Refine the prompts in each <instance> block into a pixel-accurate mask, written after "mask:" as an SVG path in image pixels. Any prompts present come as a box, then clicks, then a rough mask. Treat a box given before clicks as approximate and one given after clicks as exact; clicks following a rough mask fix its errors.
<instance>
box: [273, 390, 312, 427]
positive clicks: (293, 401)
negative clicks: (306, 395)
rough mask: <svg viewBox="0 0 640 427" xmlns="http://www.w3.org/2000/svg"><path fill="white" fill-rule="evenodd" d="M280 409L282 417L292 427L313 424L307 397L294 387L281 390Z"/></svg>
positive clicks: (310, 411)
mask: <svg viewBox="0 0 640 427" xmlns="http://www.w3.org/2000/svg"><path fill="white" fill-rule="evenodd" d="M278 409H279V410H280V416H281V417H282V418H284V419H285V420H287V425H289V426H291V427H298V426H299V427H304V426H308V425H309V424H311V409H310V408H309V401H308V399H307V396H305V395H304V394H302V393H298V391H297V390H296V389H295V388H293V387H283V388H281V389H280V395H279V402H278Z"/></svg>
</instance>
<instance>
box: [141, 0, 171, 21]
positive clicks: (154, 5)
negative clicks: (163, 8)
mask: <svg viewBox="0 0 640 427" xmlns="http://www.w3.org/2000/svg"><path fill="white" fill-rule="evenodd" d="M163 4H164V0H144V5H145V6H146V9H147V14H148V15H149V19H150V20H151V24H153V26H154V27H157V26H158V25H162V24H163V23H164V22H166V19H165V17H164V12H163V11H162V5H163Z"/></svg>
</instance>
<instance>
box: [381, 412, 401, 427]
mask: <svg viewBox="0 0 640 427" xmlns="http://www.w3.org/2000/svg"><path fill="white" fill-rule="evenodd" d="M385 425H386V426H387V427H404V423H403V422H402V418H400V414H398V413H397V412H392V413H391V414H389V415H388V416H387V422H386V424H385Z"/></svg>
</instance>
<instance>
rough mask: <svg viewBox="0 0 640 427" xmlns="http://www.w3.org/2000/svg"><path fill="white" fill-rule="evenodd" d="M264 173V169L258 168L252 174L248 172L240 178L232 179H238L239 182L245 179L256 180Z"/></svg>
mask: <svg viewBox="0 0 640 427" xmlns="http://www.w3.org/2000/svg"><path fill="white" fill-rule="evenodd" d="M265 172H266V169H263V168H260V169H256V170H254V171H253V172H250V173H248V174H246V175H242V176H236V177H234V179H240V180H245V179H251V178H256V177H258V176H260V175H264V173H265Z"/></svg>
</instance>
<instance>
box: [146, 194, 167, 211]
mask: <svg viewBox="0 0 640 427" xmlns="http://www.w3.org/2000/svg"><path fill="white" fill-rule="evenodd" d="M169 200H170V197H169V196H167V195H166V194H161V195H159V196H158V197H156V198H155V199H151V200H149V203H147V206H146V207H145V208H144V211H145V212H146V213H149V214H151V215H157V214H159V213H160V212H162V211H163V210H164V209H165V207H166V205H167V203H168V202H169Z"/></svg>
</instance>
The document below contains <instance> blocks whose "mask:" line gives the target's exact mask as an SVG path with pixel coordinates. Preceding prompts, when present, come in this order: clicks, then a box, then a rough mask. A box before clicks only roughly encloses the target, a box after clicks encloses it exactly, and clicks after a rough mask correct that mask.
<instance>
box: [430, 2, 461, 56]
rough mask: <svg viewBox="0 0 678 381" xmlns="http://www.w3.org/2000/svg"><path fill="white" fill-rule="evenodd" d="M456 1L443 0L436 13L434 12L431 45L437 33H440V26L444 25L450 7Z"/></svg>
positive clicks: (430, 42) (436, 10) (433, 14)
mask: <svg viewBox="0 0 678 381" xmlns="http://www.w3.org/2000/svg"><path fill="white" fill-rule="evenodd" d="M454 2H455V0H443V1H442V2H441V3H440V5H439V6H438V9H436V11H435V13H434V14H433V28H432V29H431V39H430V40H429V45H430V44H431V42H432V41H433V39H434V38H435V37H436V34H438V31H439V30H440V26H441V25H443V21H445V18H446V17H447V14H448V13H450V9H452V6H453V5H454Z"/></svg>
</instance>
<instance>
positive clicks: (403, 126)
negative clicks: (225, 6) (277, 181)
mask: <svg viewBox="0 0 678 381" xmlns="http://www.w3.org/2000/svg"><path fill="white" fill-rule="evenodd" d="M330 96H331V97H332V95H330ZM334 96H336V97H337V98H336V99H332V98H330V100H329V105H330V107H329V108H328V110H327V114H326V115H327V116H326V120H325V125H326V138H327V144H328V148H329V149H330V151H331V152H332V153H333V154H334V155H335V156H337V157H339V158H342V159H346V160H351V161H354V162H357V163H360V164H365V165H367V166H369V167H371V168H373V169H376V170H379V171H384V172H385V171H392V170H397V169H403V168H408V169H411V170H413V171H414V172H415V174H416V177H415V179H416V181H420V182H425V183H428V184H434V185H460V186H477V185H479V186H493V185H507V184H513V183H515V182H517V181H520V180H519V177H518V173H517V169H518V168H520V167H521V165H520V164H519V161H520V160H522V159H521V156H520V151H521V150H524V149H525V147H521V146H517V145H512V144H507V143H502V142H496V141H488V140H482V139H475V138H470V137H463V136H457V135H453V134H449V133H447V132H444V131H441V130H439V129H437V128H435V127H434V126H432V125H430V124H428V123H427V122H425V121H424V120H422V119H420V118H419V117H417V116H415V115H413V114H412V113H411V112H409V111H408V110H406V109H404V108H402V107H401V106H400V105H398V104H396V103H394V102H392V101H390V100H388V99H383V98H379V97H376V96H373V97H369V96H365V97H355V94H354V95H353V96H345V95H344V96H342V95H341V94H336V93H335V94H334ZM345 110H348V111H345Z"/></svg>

================

Task instructions -> Reproduce the entries above in full by retyping them exactly.

Answer for this exercise ->
Refine the prompts in each <instance> block into a pixel-accurate mask, written after "mask:" as an SVG path in image pixels. Any prompts present come as a box, then clicks, then a rough mask. Treat a box given before clicks as approximate and one given after clicks as exact; clicks following a rough mask fix its errors.
<instance>
box: [273, 390, 312, 427]
positive clicks: (293, 401)
negative clicks: (306, 395)
rough mask: <svg viewBox="0 0 640 427" xmlns="http://www.w3.org/2000/svg"><path fill="white" fill-rule="evenodd" d="M280 409L282 417L292 427L313 424L307 397L294 387L281 390Z"/></svg>
positive clicks: (310, 411)
mask: <svg viewBox="0 0 640 427" xmlns="http://www.w3.org/2000/svg"><path fill="white" fill-rule="evenodd" d="M278 409H279V410H280V416H281V417H282V418H284V419H285V420H287V425H289V426H291V427H298V426H299V427H304V426H308V425H309V424H311V409H310V408H309V401H308V399H307V396H305V395H304V394H302V393H298V391H297V390H296V389H295V388H293V387H283V388H281V389H280V395H279V402H278Z"/></svg>
</instance>
<instance>
box: [141, 0, 171, 21]
positive clicks: (154, 5)
negative clicks: (163, 8)
mask: <svg viewBox="0 0 640 427" xmlns="http://www.w3.org/2000/svg"><path fill="white" fill-rule="evenodd" d="M163 4H164V0H144V5H145V6H146V9H147V14H148V15H149V19H150V20H151V24H153V26H154V27H157V26H158V25H162V24H163V23H164V22H166V19H165V17H164V12H163V11H162V5H163Z"/></svg>
</instance>
<instance>
box: [381, 412, 401, 427]
mask: <svg viewBox="0 0 640 427" xmlns="http://www.w3.org/2000/svg"><path fill="white" fill-rule="evenodd" d="M385 425H386V426H387V427H404V423H403V422H402V418H400V414H398V413H397V412H392V413H391V414H389V415H388V416H387V422H386V424H385Z"/></svg>
</instance>
<instance>
rough mask: <svg viewBox="0 0 640 427" xmlns="http://www.w3.org/2000/svg"><path fill="white" fill-rule="evenodd" d="M264 173V169L258 168L252 174L248 172L240 178L232 179H238L239 182L245 179L256 180Z"/></svg>
mask: <svg viewBox="0 0 640 427" xmlns="http://www.w3.org/2000/svg"><path fill="white" fill-rule="evenodd" d="M265 172H266V169H263V168H260V169H256V170H254V171H253V172H250V173H248V174H246V175H242V176H236V177H234V179H240V180H245V179H251V178H256V177H258V176H260V175H264V173H265Z"/></svg>
</instance>
<instance>
box: [146, 194, 167, 211]
mask: <svg viewBox="0 0 640 427" xmlns="http://www.w3.org/2000/svg"><path fill="white" fill-rule="evenodd" d="M169 200H170V197H169V196H167V195H166V194H161V195H159V196H158V197H156V198H155V199H151V200H149V203H147V206H146V207H145V208H144V211H145V212H146V213H149V214H151V215H157V214H159V213H160V212H162V211H163V210H164V209H165V207H166V205H167V203H168V202H169Z"/></svg>
</instance>
The document below contains <instance> blocks whose "mask:" line gives the target's exact mask as an SVG path with pixel coordinates. Preceding prompts, when present, come in this order: clicks, then a box, then a rough mask. A box before clicks only roughly encloses the target, a box after clicks encloses it exactly, and clicks after a rough mask correct that mask.
<instance>
box: [430, 2, 461, 56]
rough mask: <svg viewBox="0 0 678 381" xmlns="http://www.w3.org/2000/svg"><path fill="white" fill-rule="evenodd" d="M456 1L443 0L436 13L434 12L431 45L437 33H440V26L444 25L450 7Z"/></svg>
positive clicks: (430, 42) (436, 10) (433, 14)
mask: <svg viewBox="0 0 678 381" xmlns="http://www.w3.org/2000/svg"><path fill="white" fill-rule="evenodd" d="M454 2H455V0H443V1H442V2H441V3H440V5H439V6H438V9H436V11H435V13H434V14H433V28H432V29H431V39H430V40H429V45H430V44H431V42H432V41H433V39H434V38H435V37H436V34H438V31H439V30H440V26H441V25H443V21H445V18H446V17H447V14H448V13H450V9H452V6H453V5H454Z"/></svg>
</instance>
<instance>
positive clicks: (403, 126)
negative clicks: (225, 6) (277, 181)
mask: <svg viewBox="0 0 678 381" xmlns="http://www.w3.org/2000/svg"><path fill="white" fill-rule="evenodd" d="M330 96H331V97H332V95H330ZM334 96H336V97H337V98H336V99H332V98H330V100H329V105H330V107H329V108H328V110H327V114H326V115H327V116H326V120H325V125H326V138H327V144H328V148H329V149H330V151H331V152H332V153H333V154H334V155H335V156H337V157H339V158H342V159H346V160H351V161H354V162H357V163H360V164H365V165H367V166H369V167H371V168H373V169H376V170H379V171H384V172H385V171H392V170H397V169H403V168H408V169H411V170H413V171H414V172H415V174H416V177H415V179H416V181H420V182H425V183H428V184H434V185H460V186H477V185H479V186H493V185H507V184H513V183H515V182H517V181H520V180H519V177H518V173H517V169H518V168H520V167H521V165H520V164H519V161H520V160H522V159H521V156H520V151H521V150H524V149H525V147H521V146H517V145H512V144H507V143H502V142H496V141H488V140H482V139H475V138H470V137H463V136H457V135H453V134H449V133H447V132H444V131H441V130H439V129H437V128H435V127H434V126H432V125H430V124H428V123H427V122H425V121H424V120H422V119H420V118H419V117H417V116H415V115H413V114H412V113H411V112H409V111H408V110H406V109H404V108H402V107H401V106H400V105H398V104H396V103H394V102H392V101H390V100H388V99H383V98H379V97H376V96H373V97H369V96H365V97H355V94H354V95H353V96H345V95H344V96H342V95H341V94H336V93H335V94H334ZM345 110H348V111H345Z"/></svg>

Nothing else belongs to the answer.